- [Exercise]: Repeat word for word the line with "[spot] the water" and every line after it until the records below run out.

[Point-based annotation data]

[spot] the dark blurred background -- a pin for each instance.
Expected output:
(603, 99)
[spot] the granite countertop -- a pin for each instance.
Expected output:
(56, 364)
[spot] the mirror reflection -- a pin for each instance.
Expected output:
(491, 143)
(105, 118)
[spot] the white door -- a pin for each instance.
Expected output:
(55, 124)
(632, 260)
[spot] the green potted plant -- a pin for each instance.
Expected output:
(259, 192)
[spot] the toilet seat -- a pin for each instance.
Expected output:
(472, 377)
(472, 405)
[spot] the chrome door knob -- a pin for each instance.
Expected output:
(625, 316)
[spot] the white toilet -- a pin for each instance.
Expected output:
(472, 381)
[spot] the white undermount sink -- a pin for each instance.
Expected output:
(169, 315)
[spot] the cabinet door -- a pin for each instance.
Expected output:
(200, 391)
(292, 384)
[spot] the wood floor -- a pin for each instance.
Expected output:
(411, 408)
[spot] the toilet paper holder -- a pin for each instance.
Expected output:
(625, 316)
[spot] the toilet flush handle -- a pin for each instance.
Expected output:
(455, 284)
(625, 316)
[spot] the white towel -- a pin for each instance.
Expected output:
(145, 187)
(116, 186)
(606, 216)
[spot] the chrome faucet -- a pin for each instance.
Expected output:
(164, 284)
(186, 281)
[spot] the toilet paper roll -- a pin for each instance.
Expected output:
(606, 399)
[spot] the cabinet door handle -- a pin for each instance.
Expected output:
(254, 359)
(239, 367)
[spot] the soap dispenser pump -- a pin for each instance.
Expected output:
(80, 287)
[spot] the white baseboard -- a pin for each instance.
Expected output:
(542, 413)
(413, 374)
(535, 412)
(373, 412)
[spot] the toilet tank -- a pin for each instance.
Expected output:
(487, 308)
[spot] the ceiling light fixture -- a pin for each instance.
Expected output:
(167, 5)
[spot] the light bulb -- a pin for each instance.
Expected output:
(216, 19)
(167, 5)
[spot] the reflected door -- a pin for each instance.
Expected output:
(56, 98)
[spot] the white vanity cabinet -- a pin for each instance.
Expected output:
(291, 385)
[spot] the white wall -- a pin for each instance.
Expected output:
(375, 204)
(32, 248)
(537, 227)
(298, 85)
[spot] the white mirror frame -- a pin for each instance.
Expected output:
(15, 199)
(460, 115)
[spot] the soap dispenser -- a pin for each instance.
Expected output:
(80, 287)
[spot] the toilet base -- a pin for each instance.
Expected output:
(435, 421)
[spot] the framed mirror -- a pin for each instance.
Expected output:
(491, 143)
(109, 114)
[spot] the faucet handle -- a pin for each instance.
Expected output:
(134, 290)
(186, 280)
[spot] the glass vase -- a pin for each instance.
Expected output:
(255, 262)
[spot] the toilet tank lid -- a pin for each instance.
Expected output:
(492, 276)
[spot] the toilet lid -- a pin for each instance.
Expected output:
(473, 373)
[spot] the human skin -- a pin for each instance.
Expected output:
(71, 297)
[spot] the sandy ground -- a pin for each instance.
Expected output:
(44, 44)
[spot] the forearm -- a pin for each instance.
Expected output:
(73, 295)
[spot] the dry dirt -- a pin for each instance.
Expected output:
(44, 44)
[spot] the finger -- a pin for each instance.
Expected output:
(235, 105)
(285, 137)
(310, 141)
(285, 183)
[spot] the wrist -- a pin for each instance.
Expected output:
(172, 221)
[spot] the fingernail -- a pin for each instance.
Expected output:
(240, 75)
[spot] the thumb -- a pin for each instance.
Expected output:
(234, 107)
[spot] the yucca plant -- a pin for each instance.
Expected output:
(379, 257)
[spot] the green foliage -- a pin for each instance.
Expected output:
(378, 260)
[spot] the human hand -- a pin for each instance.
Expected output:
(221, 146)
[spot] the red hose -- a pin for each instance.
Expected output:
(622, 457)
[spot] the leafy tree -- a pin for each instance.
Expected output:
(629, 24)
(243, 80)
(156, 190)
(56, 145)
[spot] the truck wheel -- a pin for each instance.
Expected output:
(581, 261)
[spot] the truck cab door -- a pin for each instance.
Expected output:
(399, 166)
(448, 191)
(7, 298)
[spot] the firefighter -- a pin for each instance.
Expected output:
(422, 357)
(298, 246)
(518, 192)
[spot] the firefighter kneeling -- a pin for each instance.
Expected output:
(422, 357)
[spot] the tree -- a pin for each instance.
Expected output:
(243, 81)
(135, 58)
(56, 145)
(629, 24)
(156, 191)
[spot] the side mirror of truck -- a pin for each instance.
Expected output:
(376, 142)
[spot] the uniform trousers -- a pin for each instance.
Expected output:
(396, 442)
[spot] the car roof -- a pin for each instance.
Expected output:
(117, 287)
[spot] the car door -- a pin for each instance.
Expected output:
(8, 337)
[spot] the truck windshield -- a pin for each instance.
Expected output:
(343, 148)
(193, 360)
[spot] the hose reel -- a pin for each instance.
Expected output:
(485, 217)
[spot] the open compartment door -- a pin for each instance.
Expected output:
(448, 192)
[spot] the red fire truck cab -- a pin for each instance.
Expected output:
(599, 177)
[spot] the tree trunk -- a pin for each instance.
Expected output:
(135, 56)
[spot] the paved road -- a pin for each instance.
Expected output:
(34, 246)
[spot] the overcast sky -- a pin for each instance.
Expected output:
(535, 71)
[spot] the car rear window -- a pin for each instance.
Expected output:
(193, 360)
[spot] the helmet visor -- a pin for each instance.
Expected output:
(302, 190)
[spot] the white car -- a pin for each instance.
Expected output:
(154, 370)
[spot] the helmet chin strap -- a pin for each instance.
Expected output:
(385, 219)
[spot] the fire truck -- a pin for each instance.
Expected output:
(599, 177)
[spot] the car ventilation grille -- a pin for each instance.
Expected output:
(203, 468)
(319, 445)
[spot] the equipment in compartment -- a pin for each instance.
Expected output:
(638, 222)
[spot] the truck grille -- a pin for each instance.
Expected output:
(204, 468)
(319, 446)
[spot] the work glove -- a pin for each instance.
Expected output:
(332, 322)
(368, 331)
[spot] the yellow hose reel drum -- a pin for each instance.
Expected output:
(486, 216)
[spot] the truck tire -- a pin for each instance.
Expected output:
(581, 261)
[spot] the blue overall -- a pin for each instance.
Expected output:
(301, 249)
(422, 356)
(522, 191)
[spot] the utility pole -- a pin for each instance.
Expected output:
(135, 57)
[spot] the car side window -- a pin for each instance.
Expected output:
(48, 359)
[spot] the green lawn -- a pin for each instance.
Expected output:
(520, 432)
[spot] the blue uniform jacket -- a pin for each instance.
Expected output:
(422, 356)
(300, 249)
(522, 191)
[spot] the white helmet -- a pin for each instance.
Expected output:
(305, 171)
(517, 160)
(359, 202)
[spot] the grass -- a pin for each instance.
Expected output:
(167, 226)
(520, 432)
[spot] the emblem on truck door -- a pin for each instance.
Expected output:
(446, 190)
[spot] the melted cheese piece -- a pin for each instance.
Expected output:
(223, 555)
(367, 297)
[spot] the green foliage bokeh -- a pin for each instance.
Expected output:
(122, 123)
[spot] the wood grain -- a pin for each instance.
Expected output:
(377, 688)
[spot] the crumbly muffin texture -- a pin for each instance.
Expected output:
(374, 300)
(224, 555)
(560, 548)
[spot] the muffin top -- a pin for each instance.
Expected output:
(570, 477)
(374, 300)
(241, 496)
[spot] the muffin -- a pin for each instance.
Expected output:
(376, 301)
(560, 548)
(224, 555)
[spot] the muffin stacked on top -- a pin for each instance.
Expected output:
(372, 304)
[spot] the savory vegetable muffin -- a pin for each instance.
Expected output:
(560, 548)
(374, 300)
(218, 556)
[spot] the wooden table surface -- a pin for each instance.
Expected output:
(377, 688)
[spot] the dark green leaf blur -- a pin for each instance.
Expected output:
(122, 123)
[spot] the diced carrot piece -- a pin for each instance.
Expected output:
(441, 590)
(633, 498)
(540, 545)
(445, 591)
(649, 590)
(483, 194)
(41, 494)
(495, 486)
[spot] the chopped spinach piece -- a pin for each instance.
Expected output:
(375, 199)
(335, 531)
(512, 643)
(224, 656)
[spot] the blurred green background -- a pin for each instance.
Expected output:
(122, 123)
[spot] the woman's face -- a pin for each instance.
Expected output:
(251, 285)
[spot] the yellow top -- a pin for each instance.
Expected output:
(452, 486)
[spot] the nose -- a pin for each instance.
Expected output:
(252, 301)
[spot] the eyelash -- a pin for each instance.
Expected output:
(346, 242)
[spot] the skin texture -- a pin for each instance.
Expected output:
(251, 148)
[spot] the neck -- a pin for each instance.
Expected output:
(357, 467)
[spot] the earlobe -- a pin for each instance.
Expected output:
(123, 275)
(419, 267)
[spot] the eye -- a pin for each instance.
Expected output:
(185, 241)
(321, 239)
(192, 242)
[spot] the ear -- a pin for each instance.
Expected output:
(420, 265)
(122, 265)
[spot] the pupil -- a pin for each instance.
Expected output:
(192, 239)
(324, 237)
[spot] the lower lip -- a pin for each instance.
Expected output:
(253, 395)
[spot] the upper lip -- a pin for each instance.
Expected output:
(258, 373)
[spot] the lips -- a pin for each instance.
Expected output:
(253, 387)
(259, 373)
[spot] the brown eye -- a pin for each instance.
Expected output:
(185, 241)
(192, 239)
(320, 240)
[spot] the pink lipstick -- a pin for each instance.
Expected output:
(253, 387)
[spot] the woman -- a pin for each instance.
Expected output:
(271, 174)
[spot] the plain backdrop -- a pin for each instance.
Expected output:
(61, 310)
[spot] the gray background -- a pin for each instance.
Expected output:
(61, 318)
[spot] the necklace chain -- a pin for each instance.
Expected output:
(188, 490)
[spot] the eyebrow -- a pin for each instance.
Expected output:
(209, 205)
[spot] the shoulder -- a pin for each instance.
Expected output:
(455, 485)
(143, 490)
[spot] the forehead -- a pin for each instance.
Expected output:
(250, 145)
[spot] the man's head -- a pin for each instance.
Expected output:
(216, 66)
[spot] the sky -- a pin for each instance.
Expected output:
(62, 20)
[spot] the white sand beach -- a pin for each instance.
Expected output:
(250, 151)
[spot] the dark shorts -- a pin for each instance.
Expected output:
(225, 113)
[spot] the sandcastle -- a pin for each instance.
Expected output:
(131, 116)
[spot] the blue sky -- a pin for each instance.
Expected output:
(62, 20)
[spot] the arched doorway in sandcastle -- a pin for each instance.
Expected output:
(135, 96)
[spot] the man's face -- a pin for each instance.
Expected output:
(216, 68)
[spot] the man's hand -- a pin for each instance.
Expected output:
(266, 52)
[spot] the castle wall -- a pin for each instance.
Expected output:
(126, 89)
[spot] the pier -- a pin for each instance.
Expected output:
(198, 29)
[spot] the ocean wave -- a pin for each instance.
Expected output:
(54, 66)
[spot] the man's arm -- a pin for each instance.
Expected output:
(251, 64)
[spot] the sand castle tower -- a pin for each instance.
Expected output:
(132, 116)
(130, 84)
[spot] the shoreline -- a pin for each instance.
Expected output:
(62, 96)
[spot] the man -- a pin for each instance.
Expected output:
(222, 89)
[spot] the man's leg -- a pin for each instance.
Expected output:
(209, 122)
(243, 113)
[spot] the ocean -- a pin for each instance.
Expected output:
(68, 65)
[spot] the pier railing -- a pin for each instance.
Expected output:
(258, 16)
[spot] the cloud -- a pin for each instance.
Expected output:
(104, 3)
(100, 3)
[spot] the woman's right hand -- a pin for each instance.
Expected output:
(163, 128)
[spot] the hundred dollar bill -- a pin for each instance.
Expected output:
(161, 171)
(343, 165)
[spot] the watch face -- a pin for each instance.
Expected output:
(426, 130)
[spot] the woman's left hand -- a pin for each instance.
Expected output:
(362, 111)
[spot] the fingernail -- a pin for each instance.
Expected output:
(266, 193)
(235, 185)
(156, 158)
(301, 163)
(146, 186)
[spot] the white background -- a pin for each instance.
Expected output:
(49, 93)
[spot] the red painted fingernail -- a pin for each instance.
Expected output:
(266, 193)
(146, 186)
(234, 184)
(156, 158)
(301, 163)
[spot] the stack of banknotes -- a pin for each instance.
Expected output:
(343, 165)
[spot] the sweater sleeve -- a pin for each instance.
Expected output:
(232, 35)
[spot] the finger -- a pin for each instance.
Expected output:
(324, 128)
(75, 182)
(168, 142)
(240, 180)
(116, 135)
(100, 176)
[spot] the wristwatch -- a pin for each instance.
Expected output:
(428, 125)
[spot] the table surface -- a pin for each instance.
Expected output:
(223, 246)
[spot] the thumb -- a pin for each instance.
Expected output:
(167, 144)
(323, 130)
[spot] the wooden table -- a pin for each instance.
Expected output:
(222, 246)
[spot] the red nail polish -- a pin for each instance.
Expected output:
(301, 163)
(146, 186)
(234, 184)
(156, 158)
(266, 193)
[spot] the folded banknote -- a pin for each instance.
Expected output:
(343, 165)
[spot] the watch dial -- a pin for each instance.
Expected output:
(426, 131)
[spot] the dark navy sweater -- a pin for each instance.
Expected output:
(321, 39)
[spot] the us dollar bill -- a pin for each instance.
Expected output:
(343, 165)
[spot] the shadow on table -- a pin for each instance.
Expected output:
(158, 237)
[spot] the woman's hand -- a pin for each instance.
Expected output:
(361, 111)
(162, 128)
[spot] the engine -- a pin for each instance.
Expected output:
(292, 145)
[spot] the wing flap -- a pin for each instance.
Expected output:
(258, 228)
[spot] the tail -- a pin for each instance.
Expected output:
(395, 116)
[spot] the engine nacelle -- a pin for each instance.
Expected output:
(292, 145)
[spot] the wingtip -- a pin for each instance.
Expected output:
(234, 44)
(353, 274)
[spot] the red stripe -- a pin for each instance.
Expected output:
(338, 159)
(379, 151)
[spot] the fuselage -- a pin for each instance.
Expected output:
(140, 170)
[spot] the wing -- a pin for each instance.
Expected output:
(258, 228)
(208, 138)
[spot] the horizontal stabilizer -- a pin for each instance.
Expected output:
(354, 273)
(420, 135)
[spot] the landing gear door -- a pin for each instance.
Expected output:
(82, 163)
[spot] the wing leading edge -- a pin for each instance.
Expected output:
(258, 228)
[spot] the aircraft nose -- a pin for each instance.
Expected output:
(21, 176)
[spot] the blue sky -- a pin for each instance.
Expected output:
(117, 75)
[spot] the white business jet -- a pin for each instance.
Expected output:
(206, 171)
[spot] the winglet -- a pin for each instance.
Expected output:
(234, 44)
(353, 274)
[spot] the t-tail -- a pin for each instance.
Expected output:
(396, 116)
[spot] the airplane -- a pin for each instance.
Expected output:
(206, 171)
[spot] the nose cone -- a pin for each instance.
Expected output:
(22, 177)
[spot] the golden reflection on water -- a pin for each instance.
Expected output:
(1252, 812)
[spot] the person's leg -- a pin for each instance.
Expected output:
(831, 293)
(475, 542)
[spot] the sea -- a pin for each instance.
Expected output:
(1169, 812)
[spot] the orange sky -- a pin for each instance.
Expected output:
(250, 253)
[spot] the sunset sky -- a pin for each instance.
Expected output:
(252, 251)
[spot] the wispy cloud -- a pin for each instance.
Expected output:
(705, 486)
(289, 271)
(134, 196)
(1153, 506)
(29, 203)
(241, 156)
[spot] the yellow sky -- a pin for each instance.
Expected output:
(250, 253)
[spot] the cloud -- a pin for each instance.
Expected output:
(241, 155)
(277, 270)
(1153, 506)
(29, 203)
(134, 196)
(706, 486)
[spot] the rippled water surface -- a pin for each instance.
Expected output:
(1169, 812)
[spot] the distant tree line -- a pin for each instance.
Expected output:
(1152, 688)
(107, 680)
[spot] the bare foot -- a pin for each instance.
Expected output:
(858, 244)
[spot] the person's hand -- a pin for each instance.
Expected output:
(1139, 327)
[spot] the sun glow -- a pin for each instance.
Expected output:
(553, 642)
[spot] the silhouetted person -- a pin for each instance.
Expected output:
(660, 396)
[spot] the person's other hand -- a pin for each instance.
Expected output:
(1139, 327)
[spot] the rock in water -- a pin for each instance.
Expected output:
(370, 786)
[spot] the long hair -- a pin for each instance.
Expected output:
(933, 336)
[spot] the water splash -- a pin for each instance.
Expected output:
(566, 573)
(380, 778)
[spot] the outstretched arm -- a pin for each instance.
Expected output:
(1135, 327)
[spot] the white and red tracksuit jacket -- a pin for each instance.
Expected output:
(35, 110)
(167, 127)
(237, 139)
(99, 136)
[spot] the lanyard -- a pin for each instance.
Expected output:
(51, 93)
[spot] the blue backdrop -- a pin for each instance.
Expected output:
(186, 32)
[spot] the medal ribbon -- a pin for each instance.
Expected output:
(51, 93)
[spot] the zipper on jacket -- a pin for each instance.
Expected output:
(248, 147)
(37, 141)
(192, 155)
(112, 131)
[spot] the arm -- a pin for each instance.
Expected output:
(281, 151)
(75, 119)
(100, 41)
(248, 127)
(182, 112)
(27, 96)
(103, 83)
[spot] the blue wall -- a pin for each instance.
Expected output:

- [Task solution]:
[spot] the water splash -- a pin for each instance.
Expected output:
(566, 573)
(380, 778)
[spot] the outstretched arm -- a pin for each instance.
Expected output:
(1135, 327)
[spot] the white and red tracksuit jacket -- a pin for each instance.
Expected output:
(35, 110)
(167, 127)
(237, 139)
(99, 136)
[spot] the lanyard -- a pin for each instance.
Expected output:
(51, 93)
[spot] the blue backdrop -- a pin for each instance.
Expected output:
(186, 32)
[spot] the medal ribbon -- a pin for each instance.
Expected output:
(51, 93)
[spot] the zipper on jacket -- a pin for each instance.
Expected output:
(248, 147)
(37, 141)
(192, 155)
(112, 131)
[spot] the arm -- a pin for each instance.
Expected output:
(281, 151)
(75, 119)
(100, 41)
(248, 127)
(182, 112)
(27, 96)
(103, 83)
[spot] the blue wall -- a pin for each instance.
Expected output:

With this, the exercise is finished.